→ PROBLEM DETAILS
List each line in the records that contains the word "crane".

>> start DATASET EXCERPTS

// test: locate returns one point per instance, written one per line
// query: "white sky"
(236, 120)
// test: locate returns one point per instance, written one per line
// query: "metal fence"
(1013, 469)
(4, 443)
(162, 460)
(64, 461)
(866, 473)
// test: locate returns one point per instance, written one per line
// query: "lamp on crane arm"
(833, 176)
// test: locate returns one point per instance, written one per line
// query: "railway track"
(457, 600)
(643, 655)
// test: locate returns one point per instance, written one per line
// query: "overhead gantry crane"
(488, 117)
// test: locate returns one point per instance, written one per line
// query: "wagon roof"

>> end DATASET EXCERPTS
>> start DATASET EXCERPTS

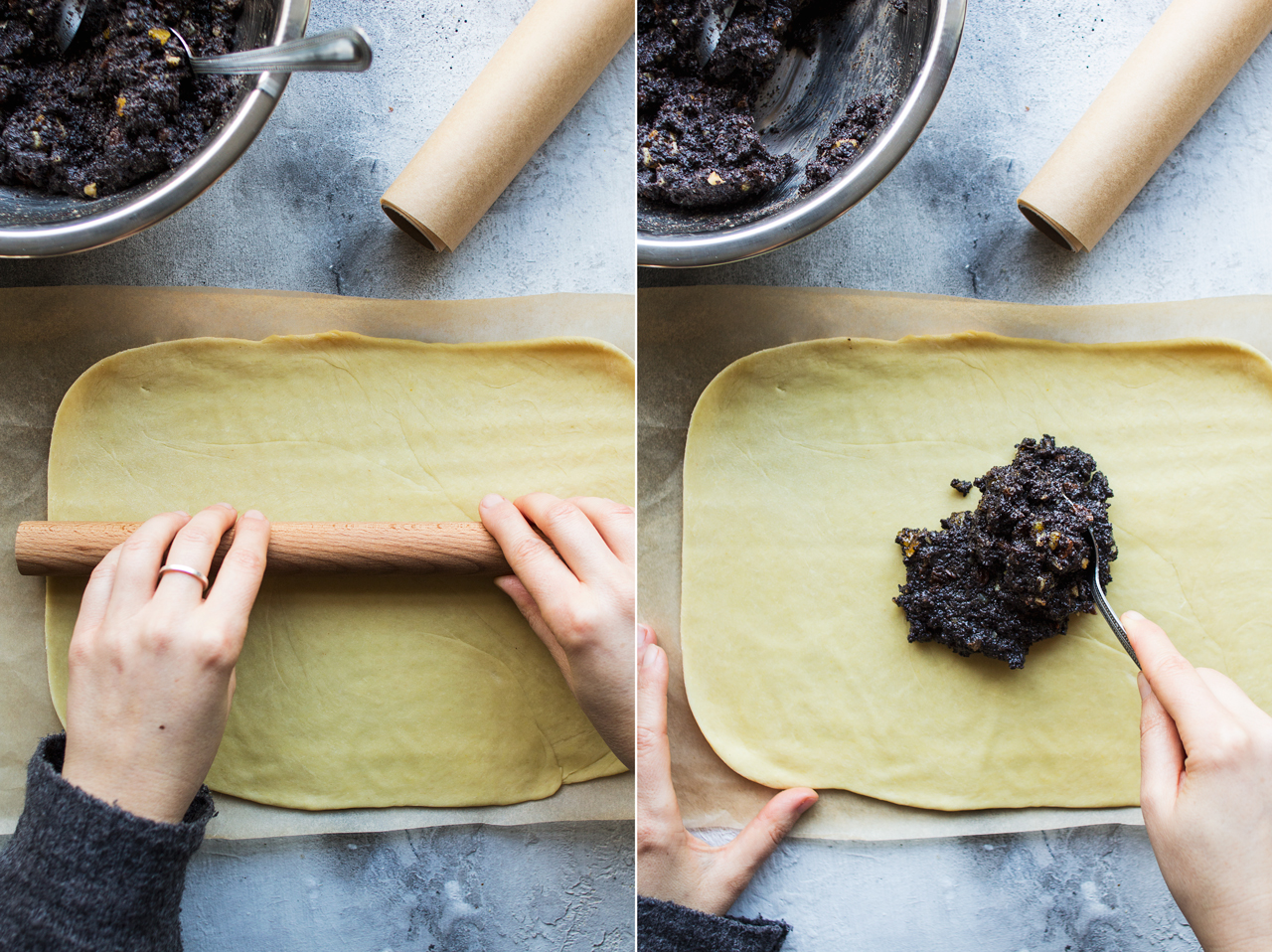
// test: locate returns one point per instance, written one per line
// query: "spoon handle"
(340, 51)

>> end DATASET EXCERPTS

→ TASK SOLUTION
// query: "lamp on crane arm"
// query: "overhead gantry crane"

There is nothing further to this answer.